◆ Directions
Look for the string "with" in the material below. Copy every line where you find it.
☆ ☆ ☆ ☆ ☆
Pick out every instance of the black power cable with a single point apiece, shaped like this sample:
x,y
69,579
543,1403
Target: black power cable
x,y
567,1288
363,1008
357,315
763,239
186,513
☆ ☆ ☆ ☆ ☆
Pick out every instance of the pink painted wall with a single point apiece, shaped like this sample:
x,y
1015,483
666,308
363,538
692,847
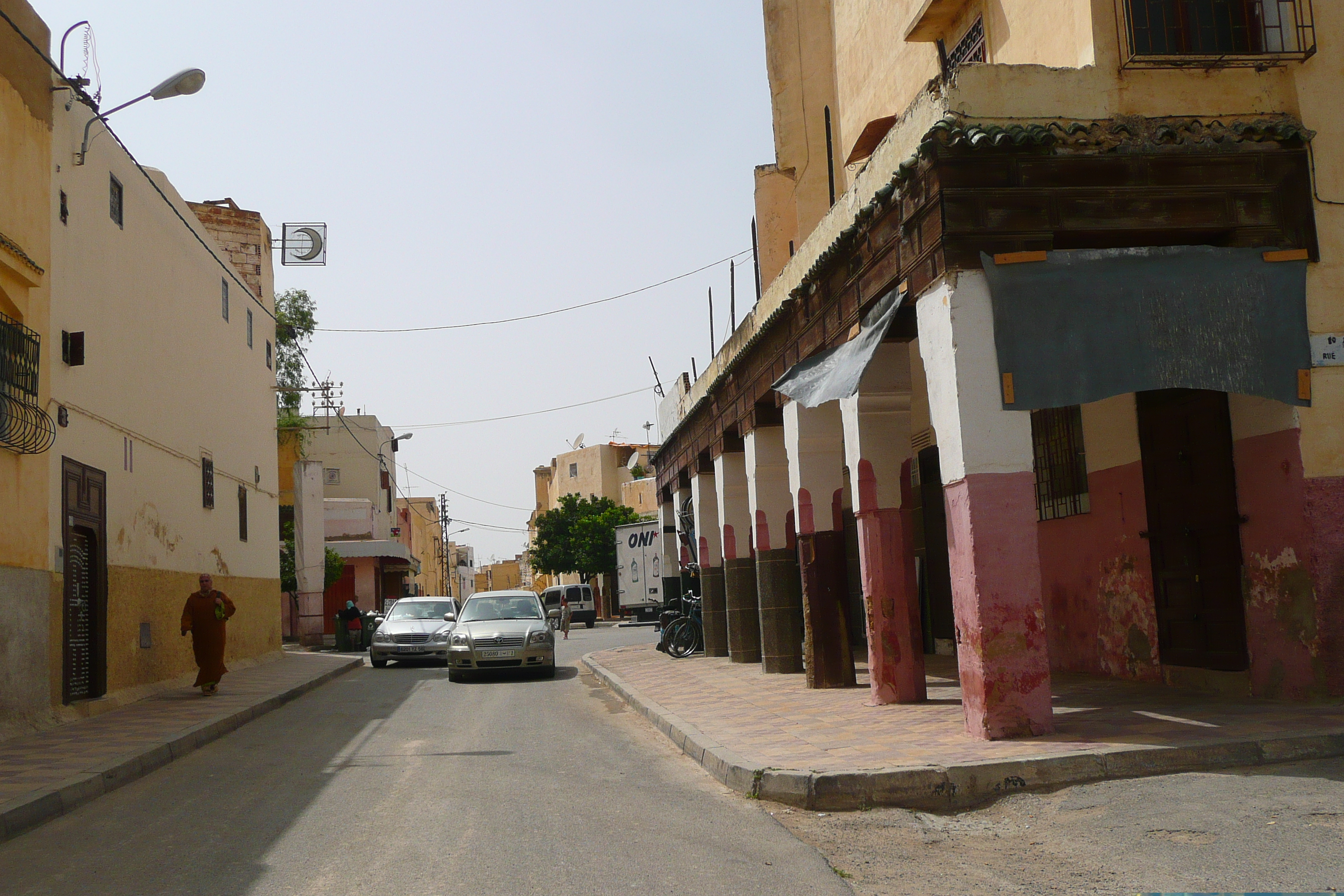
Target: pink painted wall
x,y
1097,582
☆ ☆ ☆ ☆ ☆
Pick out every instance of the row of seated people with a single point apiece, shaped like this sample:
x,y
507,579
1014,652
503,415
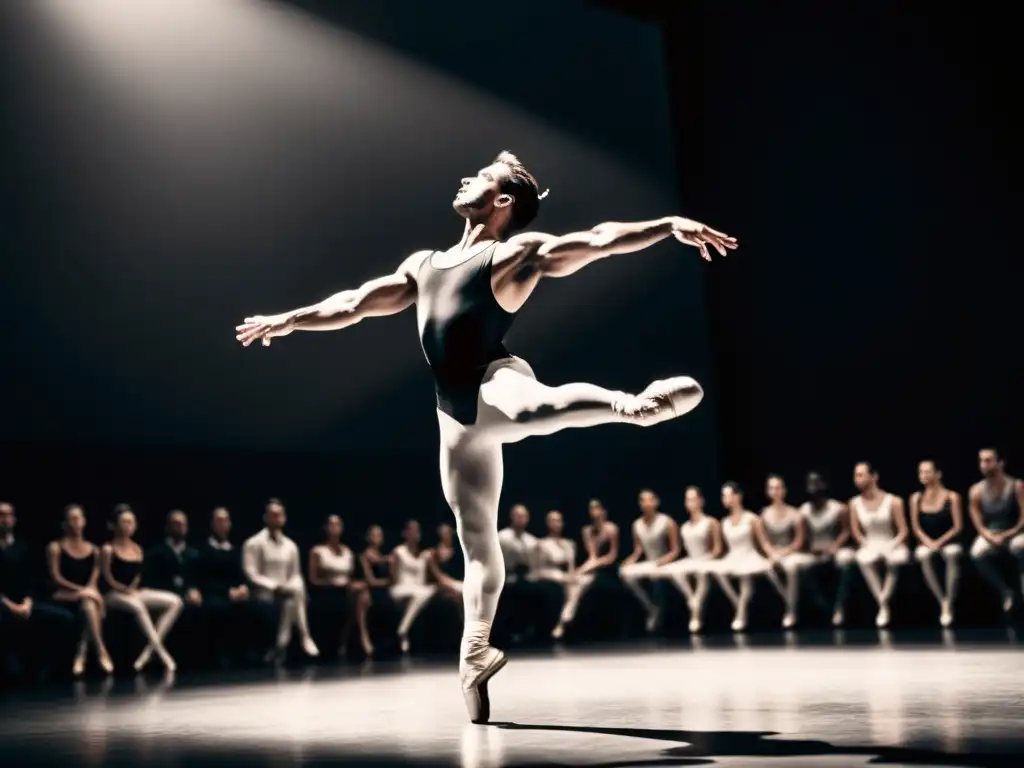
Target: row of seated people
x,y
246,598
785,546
☆ ☆ ☆ ☆ ☆
◆ Completed task
Pick out every instance of the black power cable with a single point apiece, shaped like this sample:
Pick out every instance of the pink painted wall with a single point apiece, shaped like this sample:
Pick out every instance of the row of seated people with a single point apiece, shaped like this sample:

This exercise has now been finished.